■ Entries supplied ■

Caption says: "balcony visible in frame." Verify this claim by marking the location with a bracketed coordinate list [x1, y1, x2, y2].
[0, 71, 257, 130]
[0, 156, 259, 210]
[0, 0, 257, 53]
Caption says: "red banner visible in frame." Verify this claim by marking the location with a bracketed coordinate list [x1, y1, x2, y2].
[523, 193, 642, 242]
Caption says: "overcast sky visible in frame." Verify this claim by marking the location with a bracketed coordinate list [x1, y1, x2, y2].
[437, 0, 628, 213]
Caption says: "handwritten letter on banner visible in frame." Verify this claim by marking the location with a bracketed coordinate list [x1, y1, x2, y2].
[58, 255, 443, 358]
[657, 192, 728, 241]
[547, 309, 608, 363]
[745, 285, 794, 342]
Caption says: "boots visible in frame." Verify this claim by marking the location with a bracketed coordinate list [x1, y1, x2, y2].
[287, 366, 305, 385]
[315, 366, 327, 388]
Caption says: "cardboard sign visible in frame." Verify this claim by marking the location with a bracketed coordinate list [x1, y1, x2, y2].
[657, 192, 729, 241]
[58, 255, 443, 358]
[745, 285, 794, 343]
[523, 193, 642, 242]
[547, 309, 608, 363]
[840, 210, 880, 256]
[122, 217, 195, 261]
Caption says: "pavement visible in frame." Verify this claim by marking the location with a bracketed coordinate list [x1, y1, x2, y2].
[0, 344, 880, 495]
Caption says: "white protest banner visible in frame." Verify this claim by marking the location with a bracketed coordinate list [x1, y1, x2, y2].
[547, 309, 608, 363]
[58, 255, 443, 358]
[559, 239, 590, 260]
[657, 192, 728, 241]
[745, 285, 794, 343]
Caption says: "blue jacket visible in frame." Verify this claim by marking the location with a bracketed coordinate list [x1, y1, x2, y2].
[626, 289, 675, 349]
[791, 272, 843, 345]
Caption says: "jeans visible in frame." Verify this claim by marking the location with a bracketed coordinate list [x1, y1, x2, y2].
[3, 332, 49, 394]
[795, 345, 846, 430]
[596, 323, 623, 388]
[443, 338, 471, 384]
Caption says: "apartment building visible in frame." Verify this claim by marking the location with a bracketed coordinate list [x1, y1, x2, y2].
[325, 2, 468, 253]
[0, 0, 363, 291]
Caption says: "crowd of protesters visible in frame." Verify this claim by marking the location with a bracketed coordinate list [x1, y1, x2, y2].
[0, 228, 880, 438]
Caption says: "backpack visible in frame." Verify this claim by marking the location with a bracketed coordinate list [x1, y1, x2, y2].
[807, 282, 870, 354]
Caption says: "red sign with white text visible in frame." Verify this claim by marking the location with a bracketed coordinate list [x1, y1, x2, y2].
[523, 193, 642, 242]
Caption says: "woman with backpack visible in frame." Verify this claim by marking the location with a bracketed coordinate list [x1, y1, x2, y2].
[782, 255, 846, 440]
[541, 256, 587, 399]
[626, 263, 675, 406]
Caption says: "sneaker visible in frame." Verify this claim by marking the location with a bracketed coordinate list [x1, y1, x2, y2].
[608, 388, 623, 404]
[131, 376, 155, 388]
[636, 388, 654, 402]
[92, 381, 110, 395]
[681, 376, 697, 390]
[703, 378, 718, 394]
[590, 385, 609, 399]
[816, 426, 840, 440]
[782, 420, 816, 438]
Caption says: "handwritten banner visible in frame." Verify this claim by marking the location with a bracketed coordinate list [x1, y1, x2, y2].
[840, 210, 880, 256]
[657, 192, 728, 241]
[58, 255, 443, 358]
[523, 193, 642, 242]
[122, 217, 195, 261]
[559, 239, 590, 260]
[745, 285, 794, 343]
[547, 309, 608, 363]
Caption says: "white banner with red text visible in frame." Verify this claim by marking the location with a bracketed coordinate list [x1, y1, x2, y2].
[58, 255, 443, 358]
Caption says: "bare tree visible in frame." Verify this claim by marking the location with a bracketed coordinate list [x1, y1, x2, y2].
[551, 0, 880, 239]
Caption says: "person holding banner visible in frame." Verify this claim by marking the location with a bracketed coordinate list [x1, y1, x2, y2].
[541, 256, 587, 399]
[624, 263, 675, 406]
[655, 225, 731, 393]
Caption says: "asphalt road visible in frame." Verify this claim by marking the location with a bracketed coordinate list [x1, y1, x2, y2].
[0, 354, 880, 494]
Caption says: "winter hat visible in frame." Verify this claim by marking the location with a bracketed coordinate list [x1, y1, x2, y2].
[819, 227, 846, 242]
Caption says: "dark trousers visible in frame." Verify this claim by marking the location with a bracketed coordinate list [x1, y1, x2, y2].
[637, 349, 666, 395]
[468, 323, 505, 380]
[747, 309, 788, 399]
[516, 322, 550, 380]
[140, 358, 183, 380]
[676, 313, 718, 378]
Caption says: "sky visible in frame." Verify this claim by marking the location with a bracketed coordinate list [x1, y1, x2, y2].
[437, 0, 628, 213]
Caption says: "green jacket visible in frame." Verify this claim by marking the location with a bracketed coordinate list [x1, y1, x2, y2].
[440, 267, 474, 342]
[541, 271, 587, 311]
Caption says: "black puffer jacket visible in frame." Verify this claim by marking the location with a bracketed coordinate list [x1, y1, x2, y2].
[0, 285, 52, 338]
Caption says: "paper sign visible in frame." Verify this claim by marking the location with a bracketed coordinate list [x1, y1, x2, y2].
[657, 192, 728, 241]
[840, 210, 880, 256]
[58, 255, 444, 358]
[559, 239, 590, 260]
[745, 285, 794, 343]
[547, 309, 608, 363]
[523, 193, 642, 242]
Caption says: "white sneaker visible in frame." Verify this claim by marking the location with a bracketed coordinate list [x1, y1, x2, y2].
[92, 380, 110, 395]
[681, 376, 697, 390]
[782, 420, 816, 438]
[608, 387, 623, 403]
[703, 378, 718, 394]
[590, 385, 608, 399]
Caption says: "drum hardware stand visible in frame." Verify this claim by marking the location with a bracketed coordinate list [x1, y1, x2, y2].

■ Challenge ■
Copy the records above word for word, starting at the line that contains "building visible in" and ending at the line that contains "[551, 0, 880, 239]". Include both of those lines.

■ Correct response ■
Caption says: "apartment building visible in frame." Verify this claim by marking the location with a bracketed coordinate list [x1, y1, x2, y2].
[325, 2, 468, 253]
[0, 0, 363, 291]
Caption says: "crowd of protesters visible in frame." Verify this claim by marking the location with a bracketed coordinate list [x1, y1, x2, y2].
[0, 228, 880, 438]
Caption says: "backpack visible in frame." Verify this claim by marking the location with a bracketed coordinate list [x1, y1, x2, y2].
[807, 282, 870, 354]
Caption says: "red sign with white text visible in frame." Verify this claim by marking the location with a bracketed coordinate list [x1, y1, x2, y2].
[523, 193, 642, 242]
Caption says: "woman with backpack visible in frame." Verify this claim by marking the location with a bracketed coordinate list [x1, y1, x2, y2].
[782, 255, 846, 440]
[541, 256, 587, 399]
[626, 263, 675, 406]
Caption says: "sneaker visible in frame." Verify this claim by marking the location with a bracketed coordinate list [x1, y1, x2, y2].
[608, 388, 623, 404]
[131, 376, 155, 388]
[636, 388, 654, 402]
[92, 381, 110, 395]
[681, 376, 697, 390]
[703, 378, 718, 394]
[590, 385, 609, 399]
[816, 426, 840, 440]
[782, 420, 816, 438]
Caption says: "handwritten banner visible in frame." Verify this claim by marking the location with a bracketed coordinate list [x1, y1, x2, y2].
[840, 210, 880, 256]
[657, 192, 728, 241]
[58, 255, 443, 358]
[523, 193, 642, 242]
[122, 217, 195, 261]
[559, 239, 590, 260]
[745, 285, 794, 343]
[547, 309, 608, 363]
Caption says: "white banner with red text visible in frame." Verify this claim by marking the location with a bracketed coordinate list [x1, y1, x2, y2].
[58, 255, 443, 358]
Caption says: "bare tree visible in frame." Verify this claim by marking the location with a bracketed coordinate list [x1, y1, x2, y2].
[551, 0, 880, 239]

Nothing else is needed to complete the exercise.